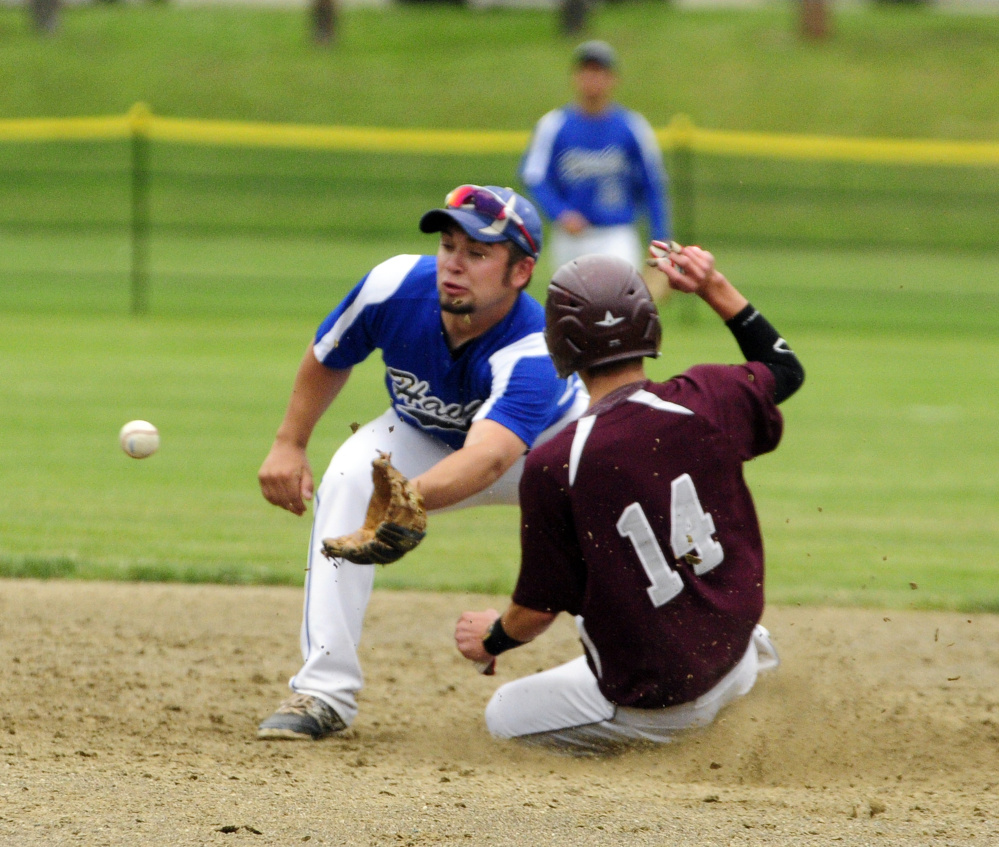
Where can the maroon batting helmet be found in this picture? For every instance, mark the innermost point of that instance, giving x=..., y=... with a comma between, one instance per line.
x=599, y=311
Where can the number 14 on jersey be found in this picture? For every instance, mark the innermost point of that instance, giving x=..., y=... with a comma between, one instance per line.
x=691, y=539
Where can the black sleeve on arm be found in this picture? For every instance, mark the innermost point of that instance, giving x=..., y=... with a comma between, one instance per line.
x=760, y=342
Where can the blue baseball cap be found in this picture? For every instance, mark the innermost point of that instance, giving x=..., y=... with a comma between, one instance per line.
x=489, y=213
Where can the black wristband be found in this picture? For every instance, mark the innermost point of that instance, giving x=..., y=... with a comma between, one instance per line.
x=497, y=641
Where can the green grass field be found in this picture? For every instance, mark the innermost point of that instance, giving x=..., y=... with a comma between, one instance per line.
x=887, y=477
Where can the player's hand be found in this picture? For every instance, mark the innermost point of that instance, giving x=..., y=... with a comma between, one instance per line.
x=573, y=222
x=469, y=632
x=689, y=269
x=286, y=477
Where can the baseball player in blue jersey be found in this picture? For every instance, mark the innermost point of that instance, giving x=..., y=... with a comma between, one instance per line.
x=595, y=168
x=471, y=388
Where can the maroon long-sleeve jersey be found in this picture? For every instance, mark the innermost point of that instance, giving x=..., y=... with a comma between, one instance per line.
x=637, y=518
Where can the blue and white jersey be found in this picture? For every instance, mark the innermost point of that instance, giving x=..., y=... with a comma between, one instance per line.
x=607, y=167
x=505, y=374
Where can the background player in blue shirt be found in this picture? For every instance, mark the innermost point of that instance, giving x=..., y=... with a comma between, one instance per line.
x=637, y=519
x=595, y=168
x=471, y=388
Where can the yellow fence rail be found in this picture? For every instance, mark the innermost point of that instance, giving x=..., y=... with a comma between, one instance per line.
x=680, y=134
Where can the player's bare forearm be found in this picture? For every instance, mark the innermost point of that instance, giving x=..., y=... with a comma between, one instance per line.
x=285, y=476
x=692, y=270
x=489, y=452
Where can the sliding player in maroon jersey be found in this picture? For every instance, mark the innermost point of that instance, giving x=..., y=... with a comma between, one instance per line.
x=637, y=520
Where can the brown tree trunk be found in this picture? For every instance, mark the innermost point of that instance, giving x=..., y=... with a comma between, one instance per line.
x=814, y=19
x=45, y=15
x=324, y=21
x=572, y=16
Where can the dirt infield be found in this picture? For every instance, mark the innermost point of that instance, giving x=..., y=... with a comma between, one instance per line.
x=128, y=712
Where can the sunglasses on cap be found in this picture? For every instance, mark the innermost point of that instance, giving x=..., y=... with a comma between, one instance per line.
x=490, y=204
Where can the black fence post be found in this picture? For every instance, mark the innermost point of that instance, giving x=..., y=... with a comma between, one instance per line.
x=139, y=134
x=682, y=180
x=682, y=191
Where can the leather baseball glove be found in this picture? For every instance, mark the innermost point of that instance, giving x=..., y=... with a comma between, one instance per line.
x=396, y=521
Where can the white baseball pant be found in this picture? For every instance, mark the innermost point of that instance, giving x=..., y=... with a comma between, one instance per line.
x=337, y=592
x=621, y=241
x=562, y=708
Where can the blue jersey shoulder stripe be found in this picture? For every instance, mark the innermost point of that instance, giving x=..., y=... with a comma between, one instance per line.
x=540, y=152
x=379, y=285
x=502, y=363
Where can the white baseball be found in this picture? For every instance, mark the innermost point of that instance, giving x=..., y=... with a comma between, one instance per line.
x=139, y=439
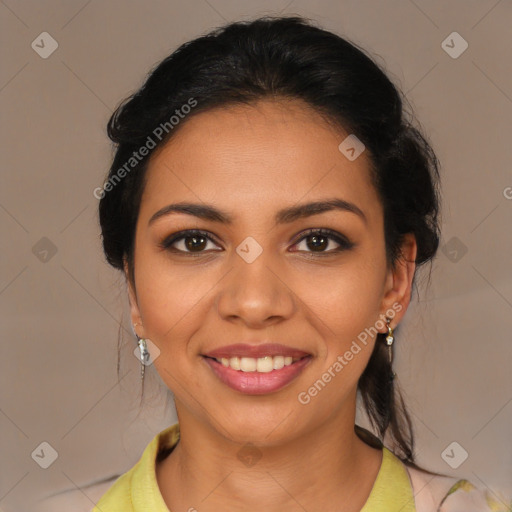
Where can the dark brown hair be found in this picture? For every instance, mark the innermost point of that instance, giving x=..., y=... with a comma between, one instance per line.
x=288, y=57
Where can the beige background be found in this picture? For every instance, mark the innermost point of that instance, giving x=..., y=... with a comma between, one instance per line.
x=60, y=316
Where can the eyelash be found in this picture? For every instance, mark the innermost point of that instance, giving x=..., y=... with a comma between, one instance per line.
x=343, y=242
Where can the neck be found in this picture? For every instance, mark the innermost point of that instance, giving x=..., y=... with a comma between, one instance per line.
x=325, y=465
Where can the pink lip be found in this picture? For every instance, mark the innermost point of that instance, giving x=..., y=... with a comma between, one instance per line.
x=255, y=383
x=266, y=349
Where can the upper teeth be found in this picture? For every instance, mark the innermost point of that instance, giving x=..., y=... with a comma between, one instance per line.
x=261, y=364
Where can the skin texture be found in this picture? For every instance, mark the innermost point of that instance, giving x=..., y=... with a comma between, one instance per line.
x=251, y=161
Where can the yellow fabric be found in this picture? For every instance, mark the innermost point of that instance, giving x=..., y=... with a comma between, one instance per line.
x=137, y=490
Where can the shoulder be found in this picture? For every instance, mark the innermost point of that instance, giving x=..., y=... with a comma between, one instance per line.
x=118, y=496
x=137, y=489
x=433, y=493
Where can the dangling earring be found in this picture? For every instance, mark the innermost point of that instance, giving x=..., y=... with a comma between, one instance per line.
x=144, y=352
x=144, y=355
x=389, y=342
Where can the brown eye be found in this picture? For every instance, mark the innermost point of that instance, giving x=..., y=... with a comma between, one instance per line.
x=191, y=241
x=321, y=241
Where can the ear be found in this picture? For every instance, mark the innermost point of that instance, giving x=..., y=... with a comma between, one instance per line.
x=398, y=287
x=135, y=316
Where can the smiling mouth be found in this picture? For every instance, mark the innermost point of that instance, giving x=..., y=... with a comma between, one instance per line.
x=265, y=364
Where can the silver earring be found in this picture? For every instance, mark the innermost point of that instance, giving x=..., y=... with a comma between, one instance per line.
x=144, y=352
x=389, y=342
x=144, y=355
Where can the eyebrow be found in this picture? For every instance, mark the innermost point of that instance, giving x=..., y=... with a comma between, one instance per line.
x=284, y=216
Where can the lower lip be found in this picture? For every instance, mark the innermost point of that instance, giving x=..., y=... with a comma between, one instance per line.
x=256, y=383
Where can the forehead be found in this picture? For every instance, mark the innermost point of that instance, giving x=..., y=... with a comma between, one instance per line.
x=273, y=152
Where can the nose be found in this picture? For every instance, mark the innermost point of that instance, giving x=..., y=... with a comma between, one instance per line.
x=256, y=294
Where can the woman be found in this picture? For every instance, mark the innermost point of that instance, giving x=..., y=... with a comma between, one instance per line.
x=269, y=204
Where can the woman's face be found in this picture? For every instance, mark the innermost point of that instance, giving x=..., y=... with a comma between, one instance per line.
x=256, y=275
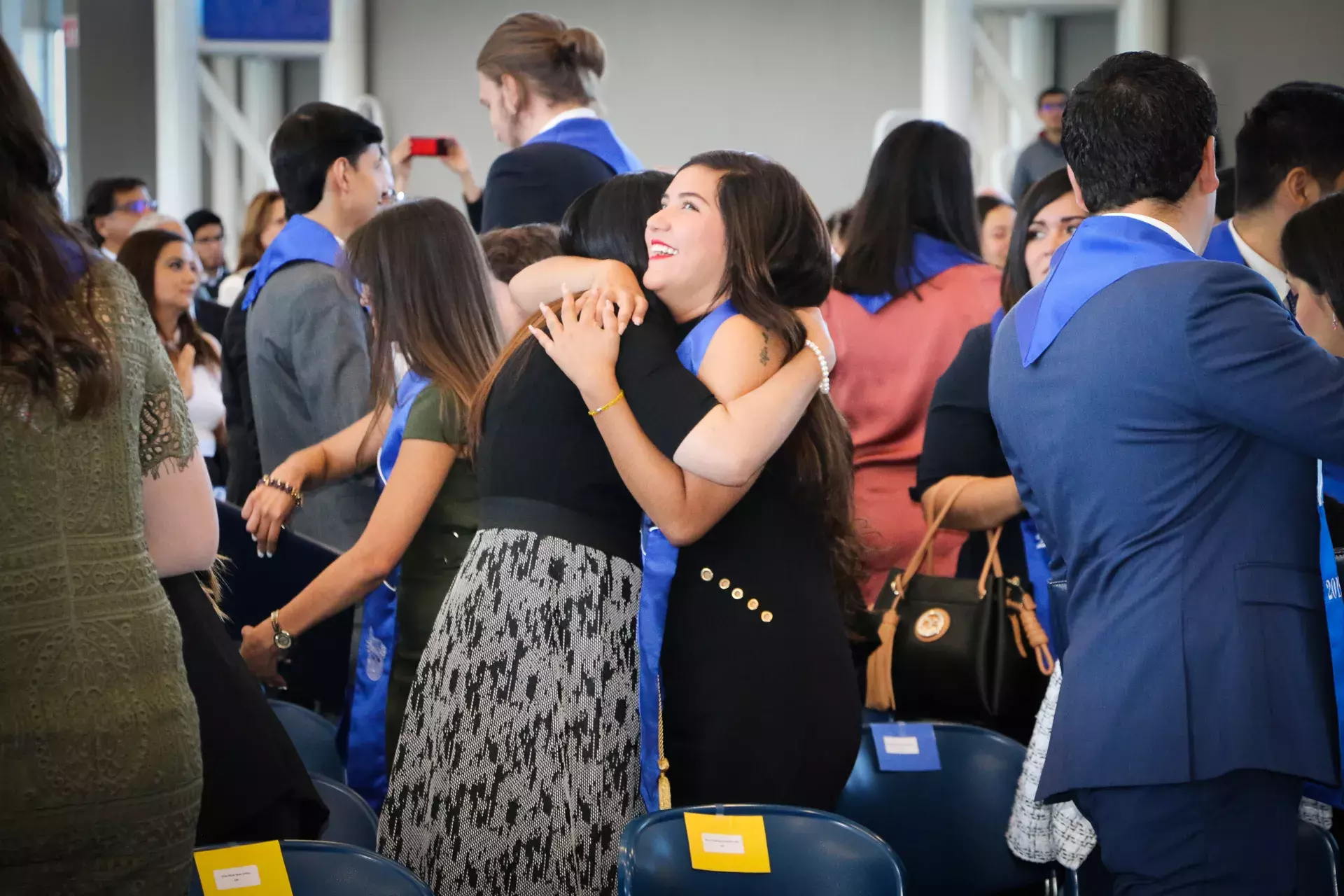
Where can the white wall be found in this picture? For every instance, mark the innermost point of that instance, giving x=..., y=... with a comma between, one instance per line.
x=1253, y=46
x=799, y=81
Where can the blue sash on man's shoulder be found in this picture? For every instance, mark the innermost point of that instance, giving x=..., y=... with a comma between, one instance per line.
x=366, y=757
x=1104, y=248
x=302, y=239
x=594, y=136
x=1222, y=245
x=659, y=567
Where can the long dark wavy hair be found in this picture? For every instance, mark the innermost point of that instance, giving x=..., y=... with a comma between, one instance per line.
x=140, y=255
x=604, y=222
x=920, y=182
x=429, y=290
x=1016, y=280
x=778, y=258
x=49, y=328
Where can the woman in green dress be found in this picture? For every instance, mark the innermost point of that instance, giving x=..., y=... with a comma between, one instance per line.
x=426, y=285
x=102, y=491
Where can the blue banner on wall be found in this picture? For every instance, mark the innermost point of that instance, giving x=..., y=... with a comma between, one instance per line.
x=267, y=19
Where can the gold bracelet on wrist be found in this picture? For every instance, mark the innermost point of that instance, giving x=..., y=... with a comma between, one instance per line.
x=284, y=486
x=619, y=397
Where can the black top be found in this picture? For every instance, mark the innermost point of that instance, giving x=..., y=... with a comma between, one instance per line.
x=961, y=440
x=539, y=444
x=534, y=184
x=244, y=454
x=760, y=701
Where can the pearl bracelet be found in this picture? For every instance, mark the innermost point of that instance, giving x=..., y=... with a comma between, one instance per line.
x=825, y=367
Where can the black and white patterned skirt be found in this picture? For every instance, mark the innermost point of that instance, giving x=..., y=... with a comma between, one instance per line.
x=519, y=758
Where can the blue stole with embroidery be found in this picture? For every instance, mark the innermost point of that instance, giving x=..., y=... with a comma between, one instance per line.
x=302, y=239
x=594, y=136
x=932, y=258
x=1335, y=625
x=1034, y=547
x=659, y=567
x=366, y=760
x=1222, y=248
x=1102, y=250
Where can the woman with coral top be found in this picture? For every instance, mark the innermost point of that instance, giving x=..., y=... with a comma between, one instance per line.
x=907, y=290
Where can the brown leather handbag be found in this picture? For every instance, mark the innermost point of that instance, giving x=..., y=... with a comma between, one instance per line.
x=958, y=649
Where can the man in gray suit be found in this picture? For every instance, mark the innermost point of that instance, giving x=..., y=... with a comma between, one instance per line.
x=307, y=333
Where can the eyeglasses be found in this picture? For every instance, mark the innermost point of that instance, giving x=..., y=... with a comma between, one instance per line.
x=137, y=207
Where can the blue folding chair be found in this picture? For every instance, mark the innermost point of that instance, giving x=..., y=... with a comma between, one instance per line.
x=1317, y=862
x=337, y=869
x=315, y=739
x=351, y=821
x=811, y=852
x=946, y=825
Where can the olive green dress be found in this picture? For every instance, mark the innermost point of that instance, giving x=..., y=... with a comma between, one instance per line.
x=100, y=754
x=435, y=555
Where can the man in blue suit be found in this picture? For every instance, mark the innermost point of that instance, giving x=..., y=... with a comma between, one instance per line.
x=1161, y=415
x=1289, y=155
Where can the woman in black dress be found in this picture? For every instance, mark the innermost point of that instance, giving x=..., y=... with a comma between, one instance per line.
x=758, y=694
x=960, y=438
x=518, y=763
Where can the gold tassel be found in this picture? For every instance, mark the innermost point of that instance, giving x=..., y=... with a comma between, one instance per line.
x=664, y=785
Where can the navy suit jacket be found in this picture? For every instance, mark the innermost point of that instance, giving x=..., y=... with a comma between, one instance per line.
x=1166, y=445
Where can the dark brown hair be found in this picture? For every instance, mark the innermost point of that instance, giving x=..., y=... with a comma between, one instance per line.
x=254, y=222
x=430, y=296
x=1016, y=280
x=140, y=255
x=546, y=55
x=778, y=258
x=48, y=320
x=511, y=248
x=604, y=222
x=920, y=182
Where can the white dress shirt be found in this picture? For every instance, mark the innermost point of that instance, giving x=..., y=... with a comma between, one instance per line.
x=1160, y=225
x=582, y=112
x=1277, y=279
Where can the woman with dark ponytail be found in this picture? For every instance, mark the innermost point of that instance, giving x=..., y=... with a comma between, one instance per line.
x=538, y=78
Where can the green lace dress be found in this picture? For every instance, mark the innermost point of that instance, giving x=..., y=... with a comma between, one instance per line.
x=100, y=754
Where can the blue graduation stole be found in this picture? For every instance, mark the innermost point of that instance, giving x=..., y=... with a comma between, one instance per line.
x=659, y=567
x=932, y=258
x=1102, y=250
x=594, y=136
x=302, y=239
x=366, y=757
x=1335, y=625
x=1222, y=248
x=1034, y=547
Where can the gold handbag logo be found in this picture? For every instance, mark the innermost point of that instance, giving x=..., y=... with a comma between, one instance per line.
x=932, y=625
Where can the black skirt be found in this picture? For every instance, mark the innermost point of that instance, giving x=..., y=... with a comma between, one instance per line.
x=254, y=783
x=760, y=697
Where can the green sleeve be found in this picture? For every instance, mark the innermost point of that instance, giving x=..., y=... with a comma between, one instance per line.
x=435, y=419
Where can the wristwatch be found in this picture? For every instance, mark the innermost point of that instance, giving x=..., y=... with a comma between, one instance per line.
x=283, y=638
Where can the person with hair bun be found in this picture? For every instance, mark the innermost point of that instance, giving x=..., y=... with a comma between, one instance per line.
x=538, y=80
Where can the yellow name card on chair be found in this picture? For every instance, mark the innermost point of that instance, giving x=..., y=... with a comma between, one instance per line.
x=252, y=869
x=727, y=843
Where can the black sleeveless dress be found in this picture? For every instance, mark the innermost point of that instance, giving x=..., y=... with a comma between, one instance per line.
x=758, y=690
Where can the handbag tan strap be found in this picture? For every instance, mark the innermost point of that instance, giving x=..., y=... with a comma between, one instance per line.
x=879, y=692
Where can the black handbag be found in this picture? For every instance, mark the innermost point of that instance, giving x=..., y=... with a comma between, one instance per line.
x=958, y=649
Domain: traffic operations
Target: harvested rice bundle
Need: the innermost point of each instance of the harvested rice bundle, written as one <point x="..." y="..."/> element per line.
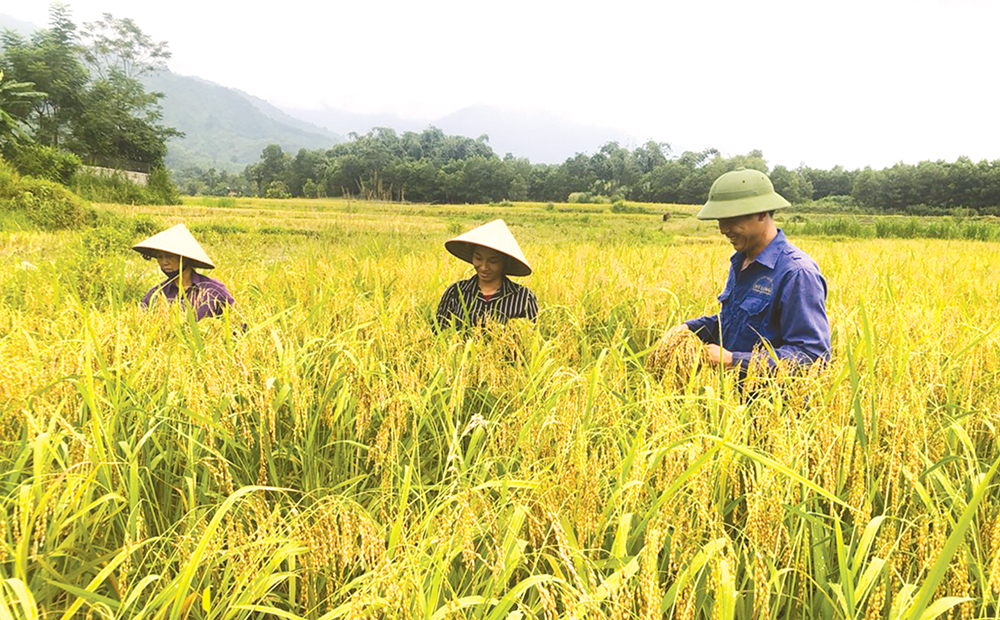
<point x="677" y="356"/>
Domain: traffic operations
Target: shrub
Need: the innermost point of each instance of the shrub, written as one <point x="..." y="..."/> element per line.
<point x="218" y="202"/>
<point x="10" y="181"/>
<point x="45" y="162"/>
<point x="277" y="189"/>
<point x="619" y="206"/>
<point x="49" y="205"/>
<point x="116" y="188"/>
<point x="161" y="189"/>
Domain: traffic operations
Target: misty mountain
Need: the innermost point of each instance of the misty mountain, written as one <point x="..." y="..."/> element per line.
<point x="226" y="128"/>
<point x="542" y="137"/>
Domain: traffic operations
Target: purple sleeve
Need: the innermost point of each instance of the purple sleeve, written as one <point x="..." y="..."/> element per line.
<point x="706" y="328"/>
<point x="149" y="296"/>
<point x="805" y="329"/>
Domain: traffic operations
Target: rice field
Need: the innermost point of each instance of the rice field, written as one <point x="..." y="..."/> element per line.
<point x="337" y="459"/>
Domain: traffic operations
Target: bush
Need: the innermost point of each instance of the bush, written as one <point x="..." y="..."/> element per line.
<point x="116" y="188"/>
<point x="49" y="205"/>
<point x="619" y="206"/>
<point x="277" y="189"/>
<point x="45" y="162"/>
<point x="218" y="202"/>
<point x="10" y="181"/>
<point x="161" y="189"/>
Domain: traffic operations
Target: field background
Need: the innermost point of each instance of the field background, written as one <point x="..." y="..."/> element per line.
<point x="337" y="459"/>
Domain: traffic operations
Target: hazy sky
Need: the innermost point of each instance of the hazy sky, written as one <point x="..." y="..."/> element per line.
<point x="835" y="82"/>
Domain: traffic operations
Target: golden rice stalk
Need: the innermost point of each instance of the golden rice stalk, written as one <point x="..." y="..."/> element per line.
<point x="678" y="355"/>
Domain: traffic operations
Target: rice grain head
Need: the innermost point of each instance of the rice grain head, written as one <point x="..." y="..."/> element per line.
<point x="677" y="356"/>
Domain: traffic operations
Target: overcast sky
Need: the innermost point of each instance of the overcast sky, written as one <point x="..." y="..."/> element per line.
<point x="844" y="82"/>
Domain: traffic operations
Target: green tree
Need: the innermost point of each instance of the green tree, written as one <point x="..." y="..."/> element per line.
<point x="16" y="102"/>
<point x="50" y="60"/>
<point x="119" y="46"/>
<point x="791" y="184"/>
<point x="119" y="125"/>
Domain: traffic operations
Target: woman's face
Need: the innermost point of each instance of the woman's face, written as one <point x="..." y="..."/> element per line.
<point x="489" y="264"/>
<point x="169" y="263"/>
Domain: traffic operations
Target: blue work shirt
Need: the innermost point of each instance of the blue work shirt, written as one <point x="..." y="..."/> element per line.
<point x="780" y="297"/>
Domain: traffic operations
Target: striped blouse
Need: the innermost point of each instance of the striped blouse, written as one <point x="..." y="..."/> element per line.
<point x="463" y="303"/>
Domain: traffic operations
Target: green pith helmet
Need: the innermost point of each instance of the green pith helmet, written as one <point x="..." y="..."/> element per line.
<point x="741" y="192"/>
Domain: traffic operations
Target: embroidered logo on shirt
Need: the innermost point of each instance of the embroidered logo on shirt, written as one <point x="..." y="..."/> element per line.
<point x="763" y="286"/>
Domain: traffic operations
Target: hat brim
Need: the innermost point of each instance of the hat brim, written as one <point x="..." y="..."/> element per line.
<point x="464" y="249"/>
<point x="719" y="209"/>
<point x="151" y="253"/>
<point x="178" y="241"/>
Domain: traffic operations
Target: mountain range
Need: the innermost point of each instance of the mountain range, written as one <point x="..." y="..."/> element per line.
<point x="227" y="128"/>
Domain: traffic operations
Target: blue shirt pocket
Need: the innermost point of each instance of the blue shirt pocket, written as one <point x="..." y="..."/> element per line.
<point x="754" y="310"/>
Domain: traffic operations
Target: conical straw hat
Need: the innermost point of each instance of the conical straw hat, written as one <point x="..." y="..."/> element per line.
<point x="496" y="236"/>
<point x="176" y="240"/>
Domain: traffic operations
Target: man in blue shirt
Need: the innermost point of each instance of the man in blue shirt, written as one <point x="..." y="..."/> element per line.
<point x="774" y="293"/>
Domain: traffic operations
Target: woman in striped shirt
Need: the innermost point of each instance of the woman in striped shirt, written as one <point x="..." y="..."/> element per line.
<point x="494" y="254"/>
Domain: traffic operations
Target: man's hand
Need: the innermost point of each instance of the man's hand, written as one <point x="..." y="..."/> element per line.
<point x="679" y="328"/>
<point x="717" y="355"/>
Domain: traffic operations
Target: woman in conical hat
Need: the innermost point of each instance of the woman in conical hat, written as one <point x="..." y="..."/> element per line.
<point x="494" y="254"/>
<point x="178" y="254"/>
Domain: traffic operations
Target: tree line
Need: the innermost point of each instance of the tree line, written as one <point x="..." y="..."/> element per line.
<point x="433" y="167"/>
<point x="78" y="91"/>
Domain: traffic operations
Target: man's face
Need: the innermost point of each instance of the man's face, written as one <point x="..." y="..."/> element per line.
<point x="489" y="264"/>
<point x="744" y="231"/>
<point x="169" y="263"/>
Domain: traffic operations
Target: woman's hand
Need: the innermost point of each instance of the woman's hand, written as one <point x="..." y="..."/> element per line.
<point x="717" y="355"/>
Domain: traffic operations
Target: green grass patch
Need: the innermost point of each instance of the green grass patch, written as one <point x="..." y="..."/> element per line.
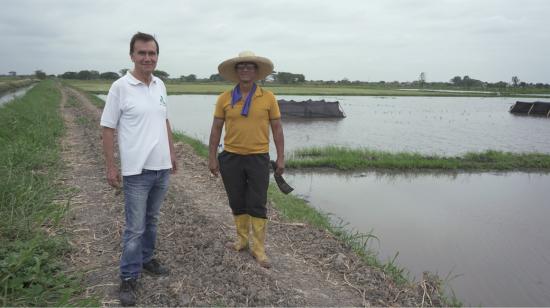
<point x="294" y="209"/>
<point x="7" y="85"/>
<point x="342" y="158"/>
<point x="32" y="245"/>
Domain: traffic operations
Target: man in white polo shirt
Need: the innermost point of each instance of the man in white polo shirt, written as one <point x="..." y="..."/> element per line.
----
- **TASK BRIEF**
Please repeat word for word everything from the start of the items down to and including the line that contains "x=599, y=311", leaving the pictures out of your answer.

- **SOLUTION TO THIS EXERCISE**
Where can the maroon batting helmet be found in this picture? For every instance, mark the innermost point of that instance, giving x=..., y=... with a comma between, one instance per line.
x=599, y=311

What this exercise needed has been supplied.